▶ _Material for the task_

____

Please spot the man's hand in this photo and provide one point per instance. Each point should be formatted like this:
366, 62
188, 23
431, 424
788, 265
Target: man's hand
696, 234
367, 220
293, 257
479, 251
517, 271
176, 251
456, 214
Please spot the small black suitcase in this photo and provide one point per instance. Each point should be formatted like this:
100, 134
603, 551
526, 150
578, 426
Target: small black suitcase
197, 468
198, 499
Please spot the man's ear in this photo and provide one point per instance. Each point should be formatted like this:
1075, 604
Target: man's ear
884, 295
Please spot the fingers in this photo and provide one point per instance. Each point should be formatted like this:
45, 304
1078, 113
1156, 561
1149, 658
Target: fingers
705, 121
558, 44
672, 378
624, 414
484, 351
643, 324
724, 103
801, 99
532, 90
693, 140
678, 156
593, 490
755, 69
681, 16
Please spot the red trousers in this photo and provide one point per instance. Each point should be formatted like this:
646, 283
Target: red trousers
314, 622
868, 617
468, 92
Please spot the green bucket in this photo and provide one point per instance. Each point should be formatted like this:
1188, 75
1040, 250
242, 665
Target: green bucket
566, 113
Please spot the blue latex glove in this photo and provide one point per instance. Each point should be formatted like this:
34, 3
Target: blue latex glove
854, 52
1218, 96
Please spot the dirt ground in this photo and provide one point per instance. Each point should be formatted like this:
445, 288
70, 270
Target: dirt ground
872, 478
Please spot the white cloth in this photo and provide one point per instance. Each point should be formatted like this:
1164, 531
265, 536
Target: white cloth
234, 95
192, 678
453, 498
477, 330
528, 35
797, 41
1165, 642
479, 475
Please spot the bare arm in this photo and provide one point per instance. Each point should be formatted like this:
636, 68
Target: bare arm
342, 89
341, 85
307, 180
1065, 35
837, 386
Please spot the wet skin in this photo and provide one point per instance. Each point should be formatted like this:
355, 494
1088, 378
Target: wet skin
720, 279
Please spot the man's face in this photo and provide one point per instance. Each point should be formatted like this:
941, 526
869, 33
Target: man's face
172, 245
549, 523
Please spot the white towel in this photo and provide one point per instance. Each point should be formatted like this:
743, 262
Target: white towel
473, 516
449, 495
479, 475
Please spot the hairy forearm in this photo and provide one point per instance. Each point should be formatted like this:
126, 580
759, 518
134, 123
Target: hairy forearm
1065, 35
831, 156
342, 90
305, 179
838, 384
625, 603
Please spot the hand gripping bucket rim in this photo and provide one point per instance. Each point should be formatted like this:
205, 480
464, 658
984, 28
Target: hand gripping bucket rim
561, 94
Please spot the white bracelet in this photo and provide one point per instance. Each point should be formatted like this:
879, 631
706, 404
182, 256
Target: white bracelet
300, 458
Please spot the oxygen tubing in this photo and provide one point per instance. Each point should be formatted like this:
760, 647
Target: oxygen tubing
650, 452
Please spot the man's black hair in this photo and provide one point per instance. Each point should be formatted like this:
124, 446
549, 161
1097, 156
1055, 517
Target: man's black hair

____

▶ _Short task_
Quote the line that contains "Please spot the man's face" and each line after it through the end of the data, exactly, leaving out everything else.

▶ _Completed exercise_
Please spot the man's face in this photo and provide one point per instance. Each point should be formatted like this:
941, 526
869, 33
Target: man's face
172, 245
549, 523
Please spot the white towel in this photo and provide one point per instance. Each point should be formatted like this:
743, 262
Target: white towel
473, 516
449, 495
479, 475
Please spot the hairy forearm in this photo and provide one point per instance. Each point should be formatted like this:
126, 580
759, 518
134, 123
Target: hairy forearm
1065, 35
831, 156
342, 90
305, 179
838, 384
625, 603
Please spot the hand gripping bucket rim in this photo and provide one point per instance. Each point should be formatted like this:
205, 480
464, 658
984, 28
Target: hand gripping bucket rim
561, 94
Please spot the white bracelet in this photo and provide one point per instance. Each point should be formatted like this:
879, 631
706, 404
182, 256
Target: white bracelet
300, 458
Please spot the oxygen tubing in this photo and provide one point per instance. Each point should be formatted like this:
760, 647
Target: oxygen tubing
650, 452
Please spot the man's black hair in this photo and provide one point per instance. Each point should be formatted like this:
124, 446
549, 161
1097, 156
1055, 517
Target: man's black hair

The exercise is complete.